Parts of the exercise.
• A. In the college basketball text below, how many points did Demetris Nichols score in Syracuse's win over Rutgers?
• B. Do these statements agree with the college basketball text below? Answer yes or no for each, and quote the words from the text that settle it. (i) UConn sits in 12th place in the Big East with a 4-6 record. (ii) Rutgers has a winning record in the Big East. (iii) Duke lost to Maryland by 12 points on Sunday.

Teams coached by Jim Boeheim, Jim Calhoun, Bobby Knight, even Mike Krzyzewski, are several wins away from a surefire invite to participate in the March get-together. All four are in the Naismith Memorial Basketball Hall of Fame, so we have to assume they can coach.
Maybe Knight could be dismissed as old school, a coach who hasn't won anything big in years.
But Boeheim, Calhoun and Krzyzewski have won NCAA titles this decade.
Think about that. Syracuse, Connecticut, Duke -- three of the most successful college basketball programs in the country in recent years -- are in dire straits. Including Texas Tech, only Syracuse is above .500 in its conference. At home during the weekend, the Orangemen needed 37 points from Demetris Nichols to beat Rutgers 76-74 just to get to 6-5 in the Big East. Rutgers is an uninspiring 3-9 in the league.
Syracuse is seventh in the conference and the next four teams have five conference wins each. In the 12th spot, at 4-6, is UConn.
Just Sunday, the Huskies lost for the ninth time in their last 13 outings. They shot 31 percent from the field and made 12-of-21 from the free throw line in a 13-point loss to a Georgia Tech team that is 4-6 in the Atlantic Coast Conference.
Speaking of the ACC, Duke is sixth at 5-6. The Blue Devils lost to Maryland by 12 on Sunday, the first time Duke has lost four straight in 11 years. When was the last time that Duke lost to a team that is 4-6 in the league?

Data to examine.
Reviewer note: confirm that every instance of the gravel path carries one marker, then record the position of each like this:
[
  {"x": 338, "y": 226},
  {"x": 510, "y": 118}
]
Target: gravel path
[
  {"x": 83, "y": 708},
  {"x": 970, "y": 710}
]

Per-task answers.
• A. 37 points

• B.
(i) Yes: "In the 12th spot, at 4-6, is UConn."
(ii) No: "Rutgers is an uninspiring 3-9 in the league."
(iii) Yes: "The Blue Devils lost to Maryland by 12 on Sunday"